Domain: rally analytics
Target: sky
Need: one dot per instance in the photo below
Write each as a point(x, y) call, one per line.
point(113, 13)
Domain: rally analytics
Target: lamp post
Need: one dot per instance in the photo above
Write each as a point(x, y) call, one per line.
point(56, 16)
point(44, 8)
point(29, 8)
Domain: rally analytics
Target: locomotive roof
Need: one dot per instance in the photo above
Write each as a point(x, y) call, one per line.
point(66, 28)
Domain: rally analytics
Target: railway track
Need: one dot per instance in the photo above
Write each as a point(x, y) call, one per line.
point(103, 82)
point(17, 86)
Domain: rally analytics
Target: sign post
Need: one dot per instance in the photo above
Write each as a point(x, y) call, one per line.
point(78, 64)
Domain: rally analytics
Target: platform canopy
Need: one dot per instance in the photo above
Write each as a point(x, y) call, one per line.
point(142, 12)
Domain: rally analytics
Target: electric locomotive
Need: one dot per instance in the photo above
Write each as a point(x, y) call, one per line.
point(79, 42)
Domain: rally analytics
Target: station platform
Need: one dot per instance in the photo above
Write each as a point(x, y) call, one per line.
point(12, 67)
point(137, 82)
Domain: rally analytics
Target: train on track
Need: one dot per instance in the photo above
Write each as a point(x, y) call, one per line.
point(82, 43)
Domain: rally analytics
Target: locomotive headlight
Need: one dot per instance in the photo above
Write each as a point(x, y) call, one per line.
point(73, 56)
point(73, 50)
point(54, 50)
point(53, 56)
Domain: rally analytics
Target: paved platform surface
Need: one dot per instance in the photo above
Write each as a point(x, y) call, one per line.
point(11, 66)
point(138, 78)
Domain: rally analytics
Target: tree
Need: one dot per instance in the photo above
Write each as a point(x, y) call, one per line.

+++

_The task_: Exactly as they appear, restate all of the entries.

_Solution for this problem_:
Domain: rally analytics
Target: sky
Need: one dot per instance in the photo below
Write each as a point(x, y) call, one per line.
point(113, 13)
Domain: rally analytics
Target: lamp post
Need: one dot per instance in the photo above
Write each as a point(x, y) call, one per line.
point(56, 16)
point(44, 8)
point(29, 8)
Domain: rally analytics
Target: locomotive roof
Need: one dot per instance in the photo above
Write each as a point(x, y) call, one per line.
point(66, 28)
Domain: rally analytics
Target: railway track
Need: one dot per instance in the photo above
Write each as a point(x, y) call, one per line.
point(103, 82)
point(17, 86)
Domain: rally analytics
Target: sign post
Need: one dot per instance in the photo above
Write each as a point(x, y) call, one per line.
point(78, 64)
Domain: rally analytics
Target: platform canopy
Need: one dot per instance in the photo above
Write each as a point(x, y) call, one per line.
point(142, 12)
Domain: rally analytics
Target: electric locomotive
Need: one dot per instance in the photo above
Write each as a point(x, y) call, one per line.
point(79, 42)
Domain: rally analytics
Target: station platform
Need: one dot per instance in the photo above
Write each as a point(x, y) call, one per line.
point(12, 67)
point(137, 82)
Domain: rally analytics
Target: train on track
Need: one dot per instance in the photo above
Write each as a point(x, y) call, one per line.
point(82, 43)
Domain: rally analytics
Target: locomotive headlight
Need: one dot per instance in the photo above
Write each as a point(x, y) call, one per line.
point(73, 56)
point(73, 50)
point(54, 50)
point(53, 56)
Domain: rally analytics
Target: paved platform surface
Need: one dot per instance in the photo above
Write each as a point(x, y) call, one per line.
point(11, 66)
point(138, 78)
Domain: rally analytics
Target: tree
Need: one dot per instance in the photo above
Write each as a point(x, y) call, one per line.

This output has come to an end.